Second, the “Welsh-Not” notices that were placed around the necks of Welsh-speaking children in the nineteenth century were not a form of punishment for speaking a forbidden language (Welsh was never forbidden). Usually it was at the request of ambitious parents that this badge was worn, much as hospital patient might have “Nil by Mouth” around his neck today.

It is important to understand this background of myth and mutual suspicion when drawing inferences from February’s report of “comparatively poor results in Welsh in areas where the language is strongest”. The Welsh Office statistics being quoted here were for key stage 2 national tests for 11-year-olds. They constitute a curious anomaly which was set into an even more curious context because very good results were being achieved in certain unitary authorities where the language was spoken far less. Why were children in North Wales being outperformed by South Walian children in, of all places, Cardiff where Cymraeg is the language of officials and television producers but not the generalpopulation?

Of course the truth is that they weren’t, but that hasn’t stopped the Society for Welsh in Education accusing those who have highlighted this paradox of drawing “meaningless” and “antiquated” inferences from the figures.

- EXERCISE BRIEF
Rewrite the extract on Welsh-language education from "Of course the" up to and including "from the figures.", replacing "paradox" with "puzzle". The lines that come next have no connection to the extract on Welsh-language education.

Extracted data entries
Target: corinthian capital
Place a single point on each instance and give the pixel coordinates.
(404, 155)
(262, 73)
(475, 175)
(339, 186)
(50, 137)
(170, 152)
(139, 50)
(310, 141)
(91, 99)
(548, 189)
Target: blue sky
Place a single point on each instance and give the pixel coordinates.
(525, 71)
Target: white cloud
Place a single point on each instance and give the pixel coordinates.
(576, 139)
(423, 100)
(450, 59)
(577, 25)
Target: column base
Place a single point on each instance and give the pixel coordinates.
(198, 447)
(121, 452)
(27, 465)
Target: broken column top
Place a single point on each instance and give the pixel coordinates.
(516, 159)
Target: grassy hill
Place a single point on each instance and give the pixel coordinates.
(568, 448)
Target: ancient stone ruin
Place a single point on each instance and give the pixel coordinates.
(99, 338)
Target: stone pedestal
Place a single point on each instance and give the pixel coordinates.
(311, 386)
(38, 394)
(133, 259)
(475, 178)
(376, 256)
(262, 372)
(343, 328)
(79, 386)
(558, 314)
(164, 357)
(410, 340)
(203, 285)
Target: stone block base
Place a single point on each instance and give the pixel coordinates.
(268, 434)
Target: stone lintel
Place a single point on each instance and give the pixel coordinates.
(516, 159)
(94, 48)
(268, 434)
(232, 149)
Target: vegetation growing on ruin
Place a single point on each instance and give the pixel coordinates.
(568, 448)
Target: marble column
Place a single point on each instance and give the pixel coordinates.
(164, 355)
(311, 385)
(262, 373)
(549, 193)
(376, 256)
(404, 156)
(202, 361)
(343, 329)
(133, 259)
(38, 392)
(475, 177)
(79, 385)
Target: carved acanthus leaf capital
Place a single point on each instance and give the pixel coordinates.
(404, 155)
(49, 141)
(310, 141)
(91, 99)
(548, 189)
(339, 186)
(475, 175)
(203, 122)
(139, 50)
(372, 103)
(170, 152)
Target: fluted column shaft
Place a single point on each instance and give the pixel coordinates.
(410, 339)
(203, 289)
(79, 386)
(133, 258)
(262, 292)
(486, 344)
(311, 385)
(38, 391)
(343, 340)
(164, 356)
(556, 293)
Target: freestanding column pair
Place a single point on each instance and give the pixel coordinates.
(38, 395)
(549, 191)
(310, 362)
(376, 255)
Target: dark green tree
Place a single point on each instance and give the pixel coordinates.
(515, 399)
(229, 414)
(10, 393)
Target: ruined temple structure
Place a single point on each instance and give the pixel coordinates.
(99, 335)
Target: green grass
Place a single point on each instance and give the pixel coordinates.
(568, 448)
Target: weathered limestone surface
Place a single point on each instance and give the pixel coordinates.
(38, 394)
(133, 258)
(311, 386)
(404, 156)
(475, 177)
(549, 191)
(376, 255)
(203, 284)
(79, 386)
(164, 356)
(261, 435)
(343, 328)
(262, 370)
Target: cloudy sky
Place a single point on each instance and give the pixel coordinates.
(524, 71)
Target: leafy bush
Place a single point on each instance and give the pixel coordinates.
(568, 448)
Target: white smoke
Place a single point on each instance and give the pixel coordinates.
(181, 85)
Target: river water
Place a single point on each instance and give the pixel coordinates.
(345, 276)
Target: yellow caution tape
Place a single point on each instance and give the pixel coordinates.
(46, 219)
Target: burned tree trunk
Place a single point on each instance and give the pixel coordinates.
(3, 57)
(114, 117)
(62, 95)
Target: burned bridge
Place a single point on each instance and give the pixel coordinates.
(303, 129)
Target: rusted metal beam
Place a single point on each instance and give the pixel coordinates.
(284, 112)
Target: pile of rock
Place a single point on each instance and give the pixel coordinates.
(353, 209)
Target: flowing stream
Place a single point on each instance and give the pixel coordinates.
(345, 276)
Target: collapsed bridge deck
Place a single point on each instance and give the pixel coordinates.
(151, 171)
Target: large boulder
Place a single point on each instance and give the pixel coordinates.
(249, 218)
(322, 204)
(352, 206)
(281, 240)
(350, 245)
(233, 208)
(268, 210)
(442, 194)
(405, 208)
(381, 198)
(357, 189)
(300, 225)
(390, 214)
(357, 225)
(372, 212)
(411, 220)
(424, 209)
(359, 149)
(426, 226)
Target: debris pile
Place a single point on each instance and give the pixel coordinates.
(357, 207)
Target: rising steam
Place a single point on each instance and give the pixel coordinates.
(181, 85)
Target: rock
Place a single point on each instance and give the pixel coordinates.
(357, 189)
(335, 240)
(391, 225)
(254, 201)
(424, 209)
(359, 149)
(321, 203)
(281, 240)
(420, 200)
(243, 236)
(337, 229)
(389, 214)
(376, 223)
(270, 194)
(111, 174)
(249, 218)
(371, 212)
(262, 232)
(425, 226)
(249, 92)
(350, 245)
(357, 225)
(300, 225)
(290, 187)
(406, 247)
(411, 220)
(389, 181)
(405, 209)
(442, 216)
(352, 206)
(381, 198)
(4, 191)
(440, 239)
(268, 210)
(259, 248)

- RESULT OF THE TASK
Of course the truth is that they weren’t, but that hasn’t stopped the Society for Welsh in Education accusing those who have highlighted this puzzle of drawing “meaningless” and “antiquated” inferences from the figures.